Document text:
==================================================
More than a decade after the fact, I still wish I had heeded the nagging voice in my head just outside of Red Wing, Minn.: Turn back now, bad trip ahead. Turn back now, bad fishing trip ahead.

But I didn’t, and I paid dearly.

I was living off the spoils of an epic June fly-fishing trip to the Boundary Waters Canoe Area Wilderness from the previous year. Then, the conditions were flawless: blue sky, comfortable temperatures, light winds and no black flies, in a wilderness whose beauty cannot be captured by language. For three days my friend Wade and I caught smallmouth after smallmouth, an embarrassment of riches. For every fly cast, a yawning mouth inhaled. Or so it seemed. It truly was an unforgettable backcountry adventure.

“We have to this again next year,” said Wade, a satisfied grin creasing his face.

“You don’t have to ask me twice,” I shot back.

That said, bad fishing happens, too — but that doesn’t necessarily make the outings bad.

Like most serious anglers, I’ve taken more fishing trips than I can possibly remember. Some are day trips to southeast Minnesota for stream trout. Others, like longer walleye trips with friends, are planned well in advance. Still others, like fishing the tailwaters of Missouri River near Craig, Mont., are open-ended affairs. If, for example, a certain morning mayfly hatch is coming off like gangbusters, ending said trip for a mandatory return to work is surely why human-resource professionals created “sick leave.”

Such trips have one distinguishing characteristic: Like nature itself, they’re completely unpredictable. You can fish the same destination, at the same time each year, and have wildly different outcomes.

So, we anglers are an optimistic, expectant lot, in the face of unmerciful fishing gods. They’ve been known to cut the heart out of expectations and blind optimism with a rusty butter knife. Events unfold. Calamities occur.

I’ve had my share. I grew up in Shakopee, along the Minnesota River. For my mother, the muddy Minnesota might as well have been the Amazon. I wasn’t allowed to plod its uplands or ply its waters for fear I’d never return. I didn’t listen, of course: The river sang its siren song. One time my friends and I created that time-honored ruse of telling our parents we were staying at each others’ houses, when in fact we had other plans: an overnight trip to fish the Minnesota. It was a glorious evening, but when I awoke, my hands, arms, legs and, yes, nether region were covered in poison ivy.

“What happened to you?” demanded my mother later that day. “Tori, what did you do last night?”

“Well, um, you know, Mom, I …”

One trip to the Missouri River nearly landed me in the obituary section. I waded a long sandbar downstream to a pod of recklessly feeding rainbow trout, the endorphin drip of fly-fishing. Intense concentration is needed, which can render one oblivious to changing conditions. Happy and helplessly addicted, I couldn’t stop casting dry flies to those rising rainbows, even as the river slowly rose and the sand shifted beneath my feet.
==================================================
Carry the essay on unpredictable fishing trips forward from its final sentence.
==================================================
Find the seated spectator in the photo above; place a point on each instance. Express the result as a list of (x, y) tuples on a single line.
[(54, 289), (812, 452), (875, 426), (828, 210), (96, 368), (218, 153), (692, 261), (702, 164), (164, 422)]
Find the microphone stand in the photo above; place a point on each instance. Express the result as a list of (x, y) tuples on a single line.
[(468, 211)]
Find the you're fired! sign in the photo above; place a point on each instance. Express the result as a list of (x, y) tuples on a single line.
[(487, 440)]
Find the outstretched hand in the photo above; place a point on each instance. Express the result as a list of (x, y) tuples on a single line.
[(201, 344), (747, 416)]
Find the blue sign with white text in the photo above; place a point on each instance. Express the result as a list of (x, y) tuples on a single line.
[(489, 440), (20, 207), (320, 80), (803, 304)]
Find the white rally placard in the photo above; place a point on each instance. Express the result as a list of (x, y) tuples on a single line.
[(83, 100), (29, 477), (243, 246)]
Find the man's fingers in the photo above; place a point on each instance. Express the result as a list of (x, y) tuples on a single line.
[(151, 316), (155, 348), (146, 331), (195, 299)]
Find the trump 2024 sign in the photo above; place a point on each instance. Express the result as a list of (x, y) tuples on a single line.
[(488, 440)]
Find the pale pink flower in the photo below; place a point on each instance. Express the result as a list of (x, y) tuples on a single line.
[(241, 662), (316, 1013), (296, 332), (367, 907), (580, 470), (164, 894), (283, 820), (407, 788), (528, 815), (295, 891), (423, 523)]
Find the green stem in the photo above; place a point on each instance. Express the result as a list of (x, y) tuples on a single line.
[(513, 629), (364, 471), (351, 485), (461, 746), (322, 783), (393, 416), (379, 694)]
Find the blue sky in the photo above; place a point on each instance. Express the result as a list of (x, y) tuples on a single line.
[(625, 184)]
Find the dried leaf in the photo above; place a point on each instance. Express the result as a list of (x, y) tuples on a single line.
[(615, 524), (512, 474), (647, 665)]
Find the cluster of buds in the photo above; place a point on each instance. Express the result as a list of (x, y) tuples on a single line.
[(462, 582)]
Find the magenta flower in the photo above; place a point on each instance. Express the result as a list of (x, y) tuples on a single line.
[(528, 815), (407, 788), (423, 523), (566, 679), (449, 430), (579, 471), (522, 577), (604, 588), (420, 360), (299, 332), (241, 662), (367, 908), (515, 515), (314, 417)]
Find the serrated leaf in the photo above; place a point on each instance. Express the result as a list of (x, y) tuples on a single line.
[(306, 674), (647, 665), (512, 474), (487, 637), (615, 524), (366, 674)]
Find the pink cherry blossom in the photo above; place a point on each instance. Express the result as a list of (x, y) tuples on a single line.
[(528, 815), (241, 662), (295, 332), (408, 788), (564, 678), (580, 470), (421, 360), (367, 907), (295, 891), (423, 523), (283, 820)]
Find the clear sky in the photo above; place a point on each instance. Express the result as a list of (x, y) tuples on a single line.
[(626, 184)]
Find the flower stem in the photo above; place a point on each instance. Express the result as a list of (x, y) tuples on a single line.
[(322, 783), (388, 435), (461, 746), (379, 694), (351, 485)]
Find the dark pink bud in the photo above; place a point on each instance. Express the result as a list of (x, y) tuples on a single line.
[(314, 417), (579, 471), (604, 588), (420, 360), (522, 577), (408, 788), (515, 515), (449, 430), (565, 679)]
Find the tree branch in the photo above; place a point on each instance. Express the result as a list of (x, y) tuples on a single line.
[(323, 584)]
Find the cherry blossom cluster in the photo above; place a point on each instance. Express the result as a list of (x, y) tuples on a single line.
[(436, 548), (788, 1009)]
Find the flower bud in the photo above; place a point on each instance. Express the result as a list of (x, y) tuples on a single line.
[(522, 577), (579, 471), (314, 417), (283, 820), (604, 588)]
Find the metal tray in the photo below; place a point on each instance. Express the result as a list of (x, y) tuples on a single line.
==================================================
Reply to the task:
When I finally blinked and attempted to wade back upstream (I would later learn water was released from a nearby dam), the rising wall of water sent me bobbing downstream like a human cork. I typically don’t panic, but my waders were taking on water and my arms were slapping the surface like two beaver tails in distress. Before the angels started to sing, a drift boat happened by and scooped me up.

“Trouble?” said my rescuer.

“A little.”

The trip at hand

Leaving Red Wing that morning, my yearlong state of bliss had fully descended into myopia. The morning weather report for the Boundary Waters called for three days of severe weather. A wise man would have called Wade and bagged the trip. If the weather wasn’t a sign, the two spindly-legged fawns that appeared like ghosts on the highway just outside the city should have been. I had two moves: Use my front bumper to make venison tartare, or swerve wildly and (hopefully) miss the deer. That I missed only emboldened me, as if I had made a kind of Faustian bargain with the fishing gods.

I drove five hours through sheets of rain and met Wade at our entry point. Sunshine suddenly appeared, and we quickly portaged to our prearranged camp. Optimism grew. The following morning, we were paddling to our favorite lake when the rain started, and never stopped. Thunderstorms moved in. Two-foot rollers nearly capsized our canoe. We were marooned on an island for several hours. Wet, cold and humbled, we pulled the pin on the second night. I don’t think we caught a fish.

Instead of staying in Ely, I decided to drive home. This was dumbest mistake of all. I flatlined in Virginia and found a motel. I backed my truck to my door, locked up my gear, took a shower and collapsed into a dead sleep. At 5 a.m., my phone rang.

“Is that your black Ford outside your door?” said the man.

In my boxers and half-asleep, I opened my door and found a crime scene. The back window of my topper was shattered glass. I instantly felt sick, because I knew this wasn’t vandalism. Gone were two fly rods, occupying reels, and dozens of flies and other gear. My heart sank.

A nearby motel occupant opened his door, surveyed the scene and uttered the perfect coda to my trip gone bad: “I wouldn’t want to be you.”

I can laugh about it now, but I still wish I had heeded that nagging voice.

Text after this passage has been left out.